= What is being asked =
Reproduce the part of the text on clergy abuse that opens with "Some bishops and" and closes with "resume their duties.", substituting "therapy" for "counseling".

= Source document =
Some bishops and psychiatrists have asserted that the prevailing psychology of the times suggested that people could be cured of such behavior through counseling. Many of the abusive priests had received counseling before being reassigned. Critics have questioned whether bishops are necessarily able to form accurate judgments on a priest's recovery. The priests were allowed to resume their previous duties with children only when the bishop was advised by the treating psychologists or psychiatrists that it was safe for them to resume their duties.

According to the John Jay study, "3 percent of all priests against whom allegations were made were convicted and about 2 percent received prison sentences."

==Media coverage and public opinion==

=== Media coverage ===

==== The Boston Globe ====
In 2002, The Boston Globe publicized their research of sex abusers within the Catholic church, being primarily priests within the Boston Archdioceses. Through the research and interviews conducted, The Boston Globe uncovered upwards of 130 victims of sexual abuse by a single priest. This information caused a public uproar as many accused priests were still practicing. The results of The Boston Globes' research indicate that "more than 800 individuals accused 248 Boston Archdioceses priests of abusing them as children".

= Data excerpt =
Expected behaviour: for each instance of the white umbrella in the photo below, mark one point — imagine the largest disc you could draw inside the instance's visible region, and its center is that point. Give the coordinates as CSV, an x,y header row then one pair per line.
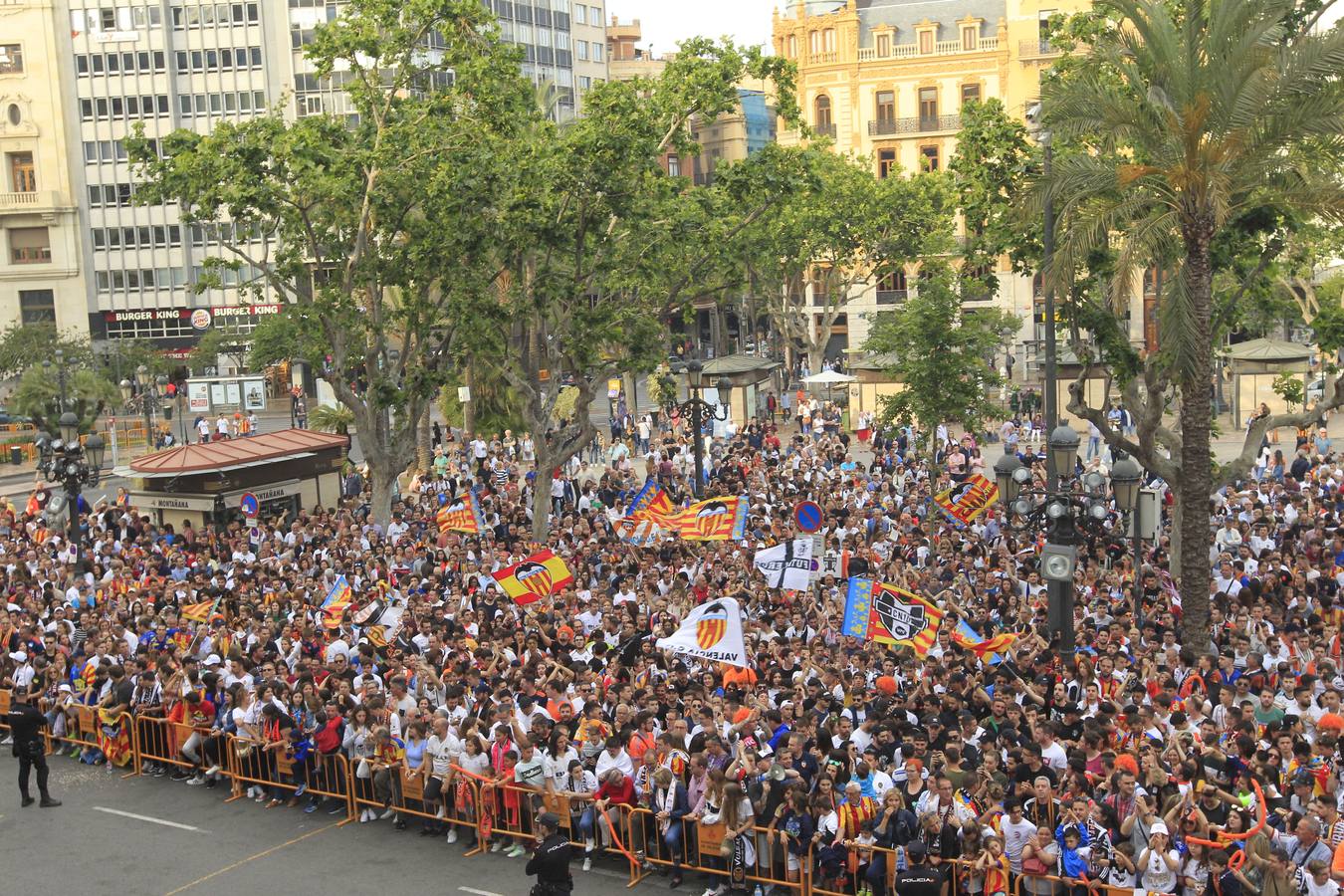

= Result for this task =
Some bishops and psychiatrists have asserted that the prevailing psychology of the times suggested that people could be cured of such behavior through therapy. Many of the abusive priests had received therapy before being reassigned. Critics have questioned whether bishops are necessarily able to form accurate judgments on a priest's recovery. The priests were allowed to resume their previous duties with children only when the bishop was advised by the treating psychologists or psychiatrists that it was safe for them to resume their duties.